_WHAT TO PRODUCE_: Please pull out every line of the listing below that contains the word "garage", and copy each of those lines unchanged.

_PROVIDED ENTRIES_:
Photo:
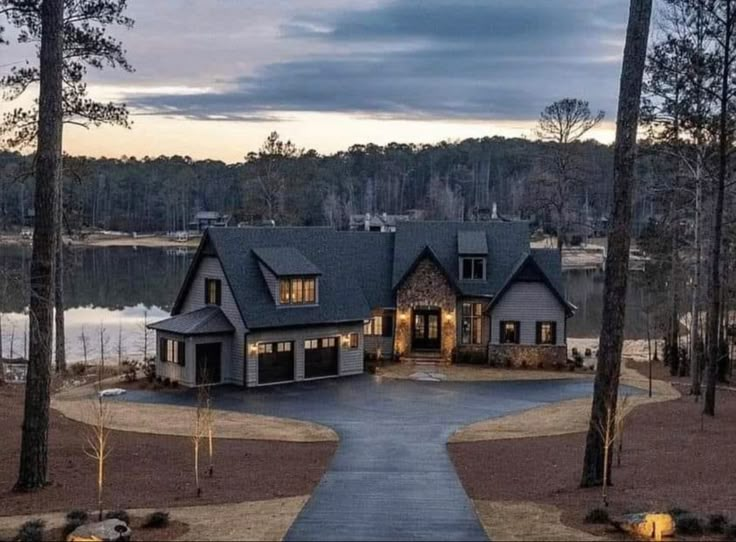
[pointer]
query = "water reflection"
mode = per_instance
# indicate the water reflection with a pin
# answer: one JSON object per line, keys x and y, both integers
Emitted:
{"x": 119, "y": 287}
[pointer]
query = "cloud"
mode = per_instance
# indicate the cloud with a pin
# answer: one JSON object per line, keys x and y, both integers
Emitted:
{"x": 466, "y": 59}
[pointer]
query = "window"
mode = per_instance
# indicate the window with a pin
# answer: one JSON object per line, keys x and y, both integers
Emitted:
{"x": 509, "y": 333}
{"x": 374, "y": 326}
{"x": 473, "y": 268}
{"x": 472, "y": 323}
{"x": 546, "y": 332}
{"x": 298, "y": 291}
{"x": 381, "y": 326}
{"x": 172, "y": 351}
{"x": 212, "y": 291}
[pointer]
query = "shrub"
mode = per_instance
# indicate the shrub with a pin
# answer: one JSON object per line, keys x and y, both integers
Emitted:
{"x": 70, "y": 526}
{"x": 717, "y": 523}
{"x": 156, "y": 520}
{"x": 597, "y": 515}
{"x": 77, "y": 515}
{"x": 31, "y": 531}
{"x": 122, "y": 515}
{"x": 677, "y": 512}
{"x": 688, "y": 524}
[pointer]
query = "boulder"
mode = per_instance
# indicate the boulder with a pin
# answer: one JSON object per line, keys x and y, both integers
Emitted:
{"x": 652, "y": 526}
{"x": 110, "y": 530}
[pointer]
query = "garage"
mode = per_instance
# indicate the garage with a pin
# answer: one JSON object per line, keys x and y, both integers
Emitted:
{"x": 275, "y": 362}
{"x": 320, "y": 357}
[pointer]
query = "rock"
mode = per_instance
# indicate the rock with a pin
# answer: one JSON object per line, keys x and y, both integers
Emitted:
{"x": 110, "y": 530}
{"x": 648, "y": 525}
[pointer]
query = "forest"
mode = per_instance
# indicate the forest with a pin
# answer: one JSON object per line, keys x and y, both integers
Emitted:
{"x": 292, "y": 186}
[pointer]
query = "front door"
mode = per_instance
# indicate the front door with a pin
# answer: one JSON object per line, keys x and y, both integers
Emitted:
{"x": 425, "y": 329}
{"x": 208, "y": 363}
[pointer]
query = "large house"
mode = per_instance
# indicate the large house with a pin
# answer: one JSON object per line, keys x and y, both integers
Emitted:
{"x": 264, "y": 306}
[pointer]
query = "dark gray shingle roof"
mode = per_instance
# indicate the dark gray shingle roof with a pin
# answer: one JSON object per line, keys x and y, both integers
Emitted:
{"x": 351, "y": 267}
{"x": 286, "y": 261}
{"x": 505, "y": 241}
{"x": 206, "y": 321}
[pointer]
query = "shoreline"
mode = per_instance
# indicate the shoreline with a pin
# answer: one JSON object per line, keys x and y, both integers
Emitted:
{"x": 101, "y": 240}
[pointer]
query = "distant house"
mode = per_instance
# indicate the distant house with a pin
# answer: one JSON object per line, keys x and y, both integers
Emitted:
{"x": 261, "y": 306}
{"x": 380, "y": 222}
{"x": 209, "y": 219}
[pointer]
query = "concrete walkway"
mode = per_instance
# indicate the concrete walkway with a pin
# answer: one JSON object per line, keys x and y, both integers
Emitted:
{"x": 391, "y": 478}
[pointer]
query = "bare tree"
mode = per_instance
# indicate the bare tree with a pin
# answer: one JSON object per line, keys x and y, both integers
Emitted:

_TASK ANSWER_:
query = "garage"
# indicate the garage with a pin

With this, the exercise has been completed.